- _Selected text_:
For 24 of his 38 years in education, Richard Jones was employed as a teacher, coach, and principal at North Farmington High School in suburban Detroit—but what he did there reached far beyond any of those job expectations. An innovative and out-of-the-box thinker, Jones implemented programs that energized and inspired not only his own students and teachers, but the Farmington community and other educators across the country. Upon his retirement in 2011, North Farmington High School’s main building was renamed the Richard B. Jones Academic Center. The school’s athletic campus is also named in his honor.
Jones’ legacy includes his implementation of school year “themes” that involved students, teachers, parents, and the community in exploration of social justice issues through numerous interdisciplinary activities. Environmentalism and sustainability, civil rights, and the revitalization of Detroit were among the topics studied, with the goal of moving the students “from awareness to activism.” During the school’s yearlong examination of genocide, Jones was co-recipient of the Anne Frank Center USA’s Spirit of Anne Frank Outstanding Educator Award. Jones and North Farmington joined forces with a high school in Danbury, Connecticut, together raising over $135,000 to build “Promise School” in Sudan as an activism project for the genocide study.

- _Data extract_:
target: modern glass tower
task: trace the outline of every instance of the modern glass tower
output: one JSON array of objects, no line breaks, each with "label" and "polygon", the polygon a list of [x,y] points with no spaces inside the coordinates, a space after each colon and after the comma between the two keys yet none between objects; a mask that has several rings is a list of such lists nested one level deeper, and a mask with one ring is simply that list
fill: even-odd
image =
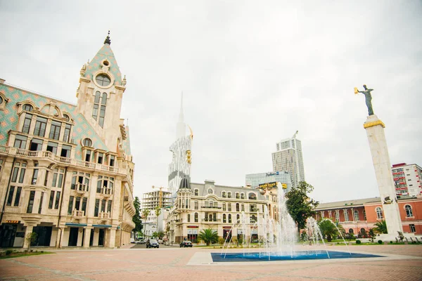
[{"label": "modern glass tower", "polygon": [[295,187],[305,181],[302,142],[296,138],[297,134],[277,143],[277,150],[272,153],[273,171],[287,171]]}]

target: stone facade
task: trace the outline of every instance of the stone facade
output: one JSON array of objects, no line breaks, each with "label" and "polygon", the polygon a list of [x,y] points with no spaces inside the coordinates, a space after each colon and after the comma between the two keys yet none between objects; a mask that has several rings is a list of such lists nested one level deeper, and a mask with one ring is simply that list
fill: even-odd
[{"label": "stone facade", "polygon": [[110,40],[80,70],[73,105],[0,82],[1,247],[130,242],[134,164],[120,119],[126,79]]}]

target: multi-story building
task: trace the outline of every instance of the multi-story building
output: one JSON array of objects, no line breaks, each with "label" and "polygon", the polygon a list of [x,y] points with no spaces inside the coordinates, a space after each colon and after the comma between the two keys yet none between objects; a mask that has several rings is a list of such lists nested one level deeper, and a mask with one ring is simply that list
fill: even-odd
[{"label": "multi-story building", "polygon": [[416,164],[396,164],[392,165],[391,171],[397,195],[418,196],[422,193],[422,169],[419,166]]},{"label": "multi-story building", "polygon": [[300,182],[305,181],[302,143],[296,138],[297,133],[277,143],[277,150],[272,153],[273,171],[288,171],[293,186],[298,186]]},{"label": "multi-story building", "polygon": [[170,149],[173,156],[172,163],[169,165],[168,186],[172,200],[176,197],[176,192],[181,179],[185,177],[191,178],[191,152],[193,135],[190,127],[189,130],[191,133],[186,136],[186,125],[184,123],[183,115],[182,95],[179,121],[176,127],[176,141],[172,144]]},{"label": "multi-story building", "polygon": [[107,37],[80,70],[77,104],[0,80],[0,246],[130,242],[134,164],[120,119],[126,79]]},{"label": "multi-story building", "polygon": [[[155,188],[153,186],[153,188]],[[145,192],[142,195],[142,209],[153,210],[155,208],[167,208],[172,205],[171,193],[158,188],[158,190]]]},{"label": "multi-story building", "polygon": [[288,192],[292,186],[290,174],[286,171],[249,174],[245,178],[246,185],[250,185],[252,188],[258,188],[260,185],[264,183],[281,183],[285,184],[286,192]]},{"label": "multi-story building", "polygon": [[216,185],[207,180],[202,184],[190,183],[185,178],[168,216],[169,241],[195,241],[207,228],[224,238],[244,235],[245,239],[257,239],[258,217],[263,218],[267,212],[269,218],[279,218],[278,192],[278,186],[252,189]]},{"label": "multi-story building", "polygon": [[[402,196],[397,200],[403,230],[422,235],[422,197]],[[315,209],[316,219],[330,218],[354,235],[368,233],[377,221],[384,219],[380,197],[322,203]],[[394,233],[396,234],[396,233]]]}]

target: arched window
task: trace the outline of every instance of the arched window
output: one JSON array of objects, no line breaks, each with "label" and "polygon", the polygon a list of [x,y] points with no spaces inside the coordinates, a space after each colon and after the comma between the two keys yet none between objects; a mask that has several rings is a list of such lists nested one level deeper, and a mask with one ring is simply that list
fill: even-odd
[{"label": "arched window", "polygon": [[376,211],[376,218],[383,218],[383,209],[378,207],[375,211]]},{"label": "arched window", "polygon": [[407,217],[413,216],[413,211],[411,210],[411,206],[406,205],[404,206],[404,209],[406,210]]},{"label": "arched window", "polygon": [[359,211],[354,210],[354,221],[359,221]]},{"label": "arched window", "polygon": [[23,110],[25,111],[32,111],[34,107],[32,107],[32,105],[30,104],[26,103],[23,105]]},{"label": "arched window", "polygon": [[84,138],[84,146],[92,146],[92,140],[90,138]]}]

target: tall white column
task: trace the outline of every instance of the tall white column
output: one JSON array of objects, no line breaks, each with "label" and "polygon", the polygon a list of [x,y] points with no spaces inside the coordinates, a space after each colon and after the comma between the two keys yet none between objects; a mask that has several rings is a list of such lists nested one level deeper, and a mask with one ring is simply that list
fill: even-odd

- _Required action 1_: According to the text about Richard Jones, what was North Farmington High School's main building renamed when he retired?
- _Required action 2_: Please reproduce the Richard Jones text between "For 24 of his" and "in his honor.", inclusive.

- _Answer area 1_: The Richard B. Jones Academic Center.

- _Answer area 2_:
For 24 of his 38 years in education, Richard Jones was employed as a teacher, coach, and principal at North Farmington High School in suburban Detroit—but what he did there reached far beyond any of those job expectations. An innovative and out-of-the-box thinker, Jones implemented programs that energized and inspired not only his own students and teachers, but the Farmington community and other educators across the country. Upon his retirement in 2011, North Farmington High School’s main building was renamed the Richard B. Jones Academic Center. The school’s athletic campus is also named in his honor.